Objective:
Extract the final stretch of the data: the line that contains "Where can the grape" and every line after it, unaltered, and no other lines.

>> begin Extracted information

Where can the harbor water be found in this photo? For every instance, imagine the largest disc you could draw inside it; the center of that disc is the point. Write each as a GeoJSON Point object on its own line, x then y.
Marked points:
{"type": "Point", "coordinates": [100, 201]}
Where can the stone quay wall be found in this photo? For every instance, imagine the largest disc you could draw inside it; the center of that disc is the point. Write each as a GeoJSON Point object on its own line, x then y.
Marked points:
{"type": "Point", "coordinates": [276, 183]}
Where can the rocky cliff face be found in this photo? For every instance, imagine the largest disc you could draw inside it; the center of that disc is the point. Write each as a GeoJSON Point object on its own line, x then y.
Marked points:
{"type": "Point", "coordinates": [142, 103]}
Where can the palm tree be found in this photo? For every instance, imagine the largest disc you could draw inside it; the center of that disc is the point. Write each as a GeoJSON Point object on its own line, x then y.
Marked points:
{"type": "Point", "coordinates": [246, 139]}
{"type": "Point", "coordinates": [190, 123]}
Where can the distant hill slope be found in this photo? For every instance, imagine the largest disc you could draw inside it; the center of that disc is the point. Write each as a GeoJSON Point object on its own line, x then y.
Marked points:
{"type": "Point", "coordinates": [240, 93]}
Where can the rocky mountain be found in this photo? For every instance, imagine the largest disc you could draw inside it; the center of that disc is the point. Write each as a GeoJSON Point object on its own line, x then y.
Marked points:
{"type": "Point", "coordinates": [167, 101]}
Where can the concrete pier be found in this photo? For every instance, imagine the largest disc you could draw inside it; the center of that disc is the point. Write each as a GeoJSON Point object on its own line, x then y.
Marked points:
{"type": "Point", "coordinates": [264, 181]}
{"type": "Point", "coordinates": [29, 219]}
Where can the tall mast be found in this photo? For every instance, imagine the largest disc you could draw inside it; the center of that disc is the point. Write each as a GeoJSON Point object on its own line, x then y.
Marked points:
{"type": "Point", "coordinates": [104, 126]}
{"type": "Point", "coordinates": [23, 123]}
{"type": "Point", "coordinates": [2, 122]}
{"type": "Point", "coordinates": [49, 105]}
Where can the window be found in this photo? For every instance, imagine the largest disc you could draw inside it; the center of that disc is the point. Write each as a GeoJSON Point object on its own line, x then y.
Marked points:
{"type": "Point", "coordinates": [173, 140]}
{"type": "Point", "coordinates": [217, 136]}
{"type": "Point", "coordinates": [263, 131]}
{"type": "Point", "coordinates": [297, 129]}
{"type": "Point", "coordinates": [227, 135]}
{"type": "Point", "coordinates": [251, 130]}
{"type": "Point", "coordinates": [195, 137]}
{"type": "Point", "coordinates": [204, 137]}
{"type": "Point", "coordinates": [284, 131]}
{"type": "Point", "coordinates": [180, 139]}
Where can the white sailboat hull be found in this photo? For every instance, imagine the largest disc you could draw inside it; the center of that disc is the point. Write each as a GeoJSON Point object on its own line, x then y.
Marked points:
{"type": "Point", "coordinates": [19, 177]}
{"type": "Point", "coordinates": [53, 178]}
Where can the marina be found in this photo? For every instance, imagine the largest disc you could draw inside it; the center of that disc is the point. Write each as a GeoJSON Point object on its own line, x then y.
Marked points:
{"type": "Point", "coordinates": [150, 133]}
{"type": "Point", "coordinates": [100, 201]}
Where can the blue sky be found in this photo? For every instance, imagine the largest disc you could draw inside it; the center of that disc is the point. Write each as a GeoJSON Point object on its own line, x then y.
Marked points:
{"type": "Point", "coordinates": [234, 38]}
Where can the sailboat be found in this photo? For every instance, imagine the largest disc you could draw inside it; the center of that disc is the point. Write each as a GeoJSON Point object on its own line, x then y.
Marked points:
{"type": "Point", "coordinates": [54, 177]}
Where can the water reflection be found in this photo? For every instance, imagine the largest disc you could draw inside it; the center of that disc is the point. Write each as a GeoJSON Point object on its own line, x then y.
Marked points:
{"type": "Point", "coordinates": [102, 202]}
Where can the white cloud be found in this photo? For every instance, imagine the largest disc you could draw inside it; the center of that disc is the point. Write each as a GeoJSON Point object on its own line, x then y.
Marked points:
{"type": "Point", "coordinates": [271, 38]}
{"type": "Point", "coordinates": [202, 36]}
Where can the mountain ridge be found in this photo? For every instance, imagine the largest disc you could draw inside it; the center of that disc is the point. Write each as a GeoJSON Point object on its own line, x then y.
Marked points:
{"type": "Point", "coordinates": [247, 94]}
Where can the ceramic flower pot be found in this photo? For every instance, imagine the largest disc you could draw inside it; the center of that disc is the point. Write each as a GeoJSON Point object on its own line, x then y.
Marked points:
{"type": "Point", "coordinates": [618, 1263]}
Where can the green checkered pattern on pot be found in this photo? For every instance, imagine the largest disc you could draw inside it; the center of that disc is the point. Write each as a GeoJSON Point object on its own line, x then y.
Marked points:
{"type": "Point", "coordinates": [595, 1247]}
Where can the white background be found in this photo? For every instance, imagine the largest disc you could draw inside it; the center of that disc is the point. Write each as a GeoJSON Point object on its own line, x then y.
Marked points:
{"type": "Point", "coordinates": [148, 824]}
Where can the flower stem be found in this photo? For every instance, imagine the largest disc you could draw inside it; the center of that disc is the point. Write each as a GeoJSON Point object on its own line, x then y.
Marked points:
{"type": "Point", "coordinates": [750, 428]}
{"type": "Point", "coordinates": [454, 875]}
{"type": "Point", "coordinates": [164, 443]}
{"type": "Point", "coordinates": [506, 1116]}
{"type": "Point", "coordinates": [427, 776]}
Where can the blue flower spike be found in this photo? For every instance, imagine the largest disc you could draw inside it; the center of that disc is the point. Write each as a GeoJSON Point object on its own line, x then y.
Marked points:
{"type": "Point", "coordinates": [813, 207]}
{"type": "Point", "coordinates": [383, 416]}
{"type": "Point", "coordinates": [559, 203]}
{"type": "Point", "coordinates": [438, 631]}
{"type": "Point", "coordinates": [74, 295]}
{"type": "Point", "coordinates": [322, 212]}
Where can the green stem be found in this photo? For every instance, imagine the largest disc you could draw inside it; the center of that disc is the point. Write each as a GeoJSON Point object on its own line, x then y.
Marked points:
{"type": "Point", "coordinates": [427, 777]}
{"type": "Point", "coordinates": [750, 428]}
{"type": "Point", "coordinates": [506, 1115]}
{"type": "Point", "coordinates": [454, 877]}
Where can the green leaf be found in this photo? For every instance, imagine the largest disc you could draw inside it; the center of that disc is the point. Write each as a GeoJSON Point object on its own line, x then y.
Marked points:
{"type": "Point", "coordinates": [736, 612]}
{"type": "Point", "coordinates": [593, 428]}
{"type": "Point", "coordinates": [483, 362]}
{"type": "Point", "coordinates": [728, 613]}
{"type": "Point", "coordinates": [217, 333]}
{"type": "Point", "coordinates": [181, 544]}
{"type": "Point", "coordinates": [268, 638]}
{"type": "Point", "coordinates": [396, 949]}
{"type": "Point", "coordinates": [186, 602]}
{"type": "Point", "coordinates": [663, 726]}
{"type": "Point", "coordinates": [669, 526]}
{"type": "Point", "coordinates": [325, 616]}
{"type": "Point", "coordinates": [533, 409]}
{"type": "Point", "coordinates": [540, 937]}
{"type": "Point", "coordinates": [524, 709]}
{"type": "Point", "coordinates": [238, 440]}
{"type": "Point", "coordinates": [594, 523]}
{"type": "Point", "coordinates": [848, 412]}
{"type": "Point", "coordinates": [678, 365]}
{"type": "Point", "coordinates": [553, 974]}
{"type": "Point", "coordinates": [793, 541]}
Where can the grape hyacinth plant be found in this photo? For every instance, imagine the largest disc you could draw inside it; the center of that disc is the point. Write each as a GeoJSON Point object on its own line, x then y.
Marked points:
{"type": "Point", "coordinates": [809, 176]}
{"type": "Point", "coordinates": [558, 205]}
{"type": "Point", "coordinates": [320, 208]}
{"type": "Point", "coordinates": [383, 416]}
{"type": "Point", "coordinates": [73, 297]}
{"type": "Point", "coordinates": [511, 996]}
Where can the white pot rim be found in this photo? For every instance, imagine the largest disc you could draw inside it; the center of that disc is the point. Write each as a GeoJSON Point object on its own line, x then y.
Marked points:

>> end Extracted information

Final result:
Where can the grape hyacinth plant be found in this photo? For every instance, imagine the largest disc you could draw inside it; the center of that disc is the point. Write each as a GeoJSON Point object on its own line, x then y.
Marked points:
{"type": "Point", "coordinates": [809, 176]}
{"type": "Point", "coordinates": [558, 205]}
{"type": "Point", "coordinates": [320, 208]}
{"type": "Point", "coordinates": [383, 416]}
{"type": "Point", "coordinates": [73, 297]}
{"type": "Point", "coordinates": [511, 996]}
Where can the white pot rim be found in this photo? For every instance, imagine the largest disc you could draw inside it; the center of that disc is the point. Write each as a GeoJSON Point object on its own line, x then y.
Marked points:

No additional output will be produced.